SOURCE ▸

* * *

Direct from the Source: What a value proposition is, what it isn’t and the 5 questions it must answer


Michael Lanning invented the term “value proposition” back in the 80s. Since then, it has become a staple in the marketing lexicon, and volumes have been written on the subject, including Lanning’s own book, Delivering Profitable Value: A Revolutionary Framework to Accelerate Growth, Generate Wealth, and Rediscover the Heart of Business.

I had the privilege of speaking with him recently about how the concept has evolved over the past three decades and what he thought about that evolution.

“‘Value proposition’ has been widely adopted since the 1990s as a marketing and selling tool — everyone knows they need a good value proposition to sell their product,’” Michael said.

However, Michael believes the focus is too narrow and misses the opportunity to influence business strategy. Michael explained that value propositions should:


1. Drive, but not be equated with, your message. It should be an internal articulation, to be echoed by your message. It should not be your actual selling line or slogan.

* * *

MATERIAL ▸
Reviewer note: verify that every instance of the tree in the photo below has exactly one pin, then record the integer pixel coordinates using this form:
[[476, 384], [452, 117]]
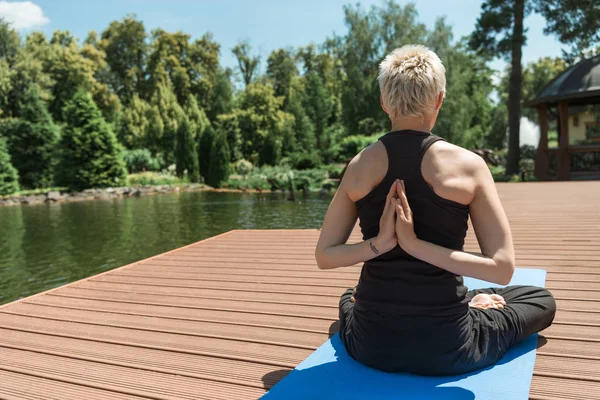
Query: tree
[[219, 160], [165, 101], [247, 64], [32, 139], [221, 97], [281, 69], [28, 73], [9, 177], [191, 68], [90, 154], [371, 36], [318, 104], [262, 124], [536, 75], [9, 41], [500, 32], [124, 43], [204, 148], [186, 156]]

* * *

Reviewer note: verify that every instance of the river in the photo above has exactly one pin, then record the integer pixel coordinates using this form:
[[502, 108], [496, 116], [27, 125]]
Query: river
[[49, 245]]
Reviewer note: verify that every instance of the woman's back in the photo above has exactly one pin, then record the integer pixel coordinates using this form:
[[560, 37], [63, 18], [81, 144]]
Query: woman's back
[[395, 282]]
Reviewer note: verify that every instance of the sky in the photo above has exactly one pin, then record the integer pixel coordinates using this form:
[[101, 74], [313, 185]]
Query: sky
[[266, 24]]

* * *

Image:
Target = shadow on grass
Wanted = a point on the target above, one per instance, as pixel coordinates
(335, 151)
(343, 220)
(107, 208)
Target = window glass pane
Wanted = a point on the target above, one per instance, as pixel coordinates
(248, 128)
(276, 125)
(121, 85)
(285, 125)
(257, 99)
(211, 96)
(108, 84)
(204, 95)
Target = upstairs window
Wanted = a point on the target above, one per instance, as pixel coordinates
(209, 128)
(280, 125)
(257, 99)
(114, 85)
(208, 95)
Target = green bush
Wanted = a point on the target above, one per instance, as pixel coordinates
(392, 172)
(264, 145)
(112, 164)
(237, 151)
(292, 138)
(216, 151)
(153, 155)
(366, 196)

* * *

EXERCISE SET ▸
(a) According to the piece on value propositions, in what decade did Michael Lanning invent the term "value proposition"?
(b) For each statement, say whether it agrees with the piece on value propositions, and quote the words that decide it.
(i) The term has been widely adopted as a marketing and selling tool since the 1990s.
(ii) Michael holds that a value proposition should serve as the actual selling line or slogan.
(iii) The conversation covered how the concept has evolved over the past five decades.
The material has no role in this exercise.

ANSWERS TO THE EXERCISE ▸
(a) In the 80s.

(b)
(i) Yes: "has been widely adopted since the 1990s as a marketing and selling tool"
(ii) No: "It should not be your actual selling line or slogan."
(iii) No: "how the concept has evolved over the past three decades"